** Opening RECORD SET block **

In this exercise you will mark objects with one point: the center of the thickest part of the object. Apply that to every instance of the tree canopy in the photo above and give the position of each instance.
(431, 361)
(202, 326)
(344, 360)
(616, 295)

** Closing RECORD SET block **

### TASK OBJECTIVE:
Each record above must be output without any alteration.

### SOLUTION FOR THIS PROBLEM:
In this exercise you will mark objects with one point: the center of the thickest part of the object. Apply that to every instance of the tree canopy in the photo above and give the position of each instance.
(431, 361)
(202, 326)
(344, 360)
(616, 295)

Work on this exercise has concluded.